GIVEN REQUEST:
Please continue the forum thread on 1920s trawler interiors, picking up right after its final sentence.

TEXT:
====

# Trawler interiors of the 1920s



## BarryJ (May 28, 2007)

Does anyone know of a source of photos of the interiors (wheelhouse, galley, crew's accommodation, etc) of trawlers from the 1920s era?

I've been asked for help on this subject by a Portuguese model maker, who is building a model of such a trawler.

BarryJ


----------



## BarryJ (May 28, 2007)

My Portuguese correspondent is also interested in plans or diagrams of the interior layout of 1920s trawlers.

I can pass on photos of his very detailed model if anyone is interested. Contact me by my Google email address on the home page of the Milford Trawlers website.

Barry


----------



## Gavin Gait (Aug 14, 2005)

There is a WW2 propoganda film "Atlantic Trawler" that you can still get off Ebay ( on a VHS or DVD with a film about convoy crews ) that was filmed on a real steam trawler sailing out of Fleetwood which shows the interior of the wheelhouse ( starboard side only tho ) and the crews cabin below.

====

[Pointing data excerpts]

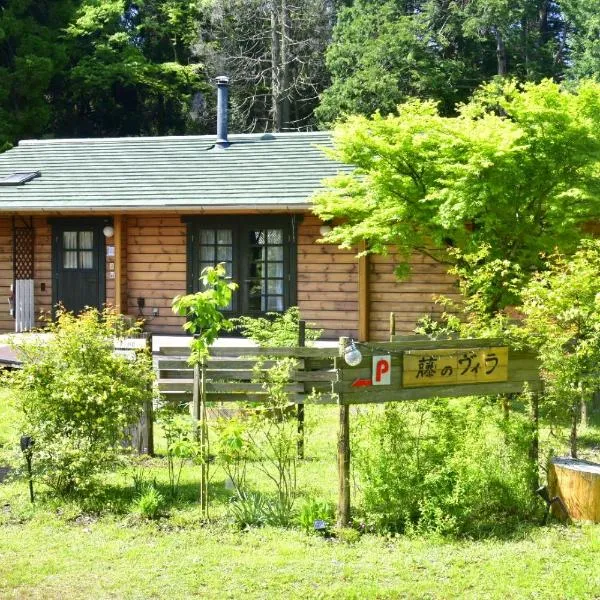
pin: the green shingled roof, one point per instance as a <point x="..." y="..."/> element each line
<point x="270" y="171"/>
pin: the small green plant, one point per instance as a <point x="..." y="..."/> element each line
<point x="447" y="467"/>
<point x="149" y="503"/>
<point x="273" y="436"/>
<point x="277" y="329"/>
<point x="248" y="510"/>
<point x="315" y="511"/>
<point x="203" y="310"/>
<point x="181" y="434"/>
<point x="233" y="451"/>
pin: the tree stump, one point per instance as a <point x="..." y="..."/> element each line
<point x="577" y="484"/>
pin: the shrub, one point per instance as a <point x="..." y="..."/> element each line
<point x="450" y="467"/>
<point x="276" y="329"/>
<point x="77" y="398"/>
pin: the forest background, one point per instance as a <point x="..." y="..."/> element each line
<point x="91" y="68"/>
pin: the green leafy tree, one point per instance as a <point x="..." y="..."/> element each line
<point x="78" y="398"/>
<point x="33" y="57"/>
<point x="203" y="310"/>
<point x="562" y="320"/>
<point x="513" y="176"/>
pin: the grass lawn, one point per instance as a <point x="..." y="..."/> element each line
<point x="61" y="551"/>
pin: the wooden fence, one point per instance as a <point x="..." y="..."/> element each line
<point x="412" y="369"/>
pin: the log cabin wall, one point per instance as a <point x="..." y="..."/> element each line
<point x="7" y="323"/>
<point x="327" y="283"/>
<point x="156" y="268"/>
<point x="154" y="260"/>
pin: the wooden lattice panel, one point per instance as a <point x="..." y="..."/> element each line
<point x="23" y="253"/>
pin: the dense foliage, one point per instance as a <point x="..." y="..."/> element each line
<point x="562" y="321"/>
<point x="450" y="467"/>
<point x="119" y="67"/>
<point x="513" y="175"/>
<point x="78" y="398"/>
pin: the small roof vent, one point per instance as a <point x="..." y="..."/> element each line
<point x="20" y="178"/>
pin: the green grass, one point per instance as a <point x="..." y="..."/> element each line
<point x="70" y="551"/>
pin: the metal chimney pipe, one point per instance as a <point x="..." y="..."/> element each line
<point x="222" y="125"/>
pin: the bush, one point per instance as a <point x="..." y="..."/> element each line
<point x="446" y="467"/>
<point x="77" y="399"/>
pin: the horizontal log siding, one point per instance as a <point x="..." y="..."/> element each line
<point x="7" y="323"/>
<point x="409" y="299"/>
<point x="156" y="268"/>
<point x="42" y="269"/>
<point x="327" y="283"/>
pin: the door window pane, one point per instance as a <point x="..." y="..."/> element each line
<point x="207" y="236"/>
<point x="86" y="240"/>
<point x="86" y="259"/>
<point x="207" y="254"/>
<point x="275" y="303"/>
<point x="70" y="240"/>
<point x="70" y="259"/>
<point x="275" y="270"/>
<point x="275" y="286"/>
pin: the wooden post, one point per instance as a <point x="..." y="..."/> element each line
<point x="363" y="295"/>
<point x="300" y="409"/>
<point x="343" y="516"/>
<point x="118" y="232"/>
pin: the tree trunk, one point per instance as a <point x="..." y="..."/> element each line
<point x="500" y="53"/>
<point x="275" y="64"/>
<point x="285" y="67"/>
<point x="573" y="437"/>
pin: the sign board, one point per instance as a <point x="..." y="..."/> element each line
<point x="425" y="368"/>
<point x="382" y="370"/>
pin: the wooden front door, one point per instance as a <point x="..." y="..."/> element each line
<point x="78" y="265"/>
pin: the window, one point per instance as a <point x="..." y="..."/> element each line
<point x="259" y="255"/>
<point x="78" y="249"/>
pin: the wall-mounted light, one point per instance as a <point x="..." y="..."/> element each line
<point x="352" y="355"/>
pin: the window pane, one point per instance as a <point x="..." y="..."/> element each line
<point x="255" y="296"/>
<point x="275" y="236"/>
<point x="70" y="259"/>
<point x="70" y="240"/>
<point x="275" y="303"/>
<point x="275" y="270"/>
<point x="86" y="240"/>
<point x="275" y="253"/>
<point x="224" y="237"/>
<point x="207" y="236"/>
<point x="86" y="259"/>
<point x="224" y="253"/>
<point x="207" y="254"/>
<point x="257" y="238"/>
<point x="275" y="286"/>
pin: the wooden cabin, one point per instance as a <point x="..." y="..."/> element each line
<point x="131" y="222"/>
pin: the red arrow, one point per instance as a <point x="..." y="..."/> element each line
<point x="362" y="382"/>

====

ANSWER TO THIS PROBLEM:
Apart from that I can only recommend trying some of the heritage museums probably in Fleetwood , Lowestoft or Hull/Grimsby as they should have some photographs of the interior of the trawlers

Davie


----------



## grahamtowa (May 27, 2006)

Think Ive seen that film, Davie. Was the boat named Hondo?


----------



## Gavin Gait (Aug 14, 2005)

Yes Graham it was the Hondo GY


----------



## BarryJ (May 28, 2007)

Thanks Davie - I'll have a go at getting that DVD, and I'll pass the message on.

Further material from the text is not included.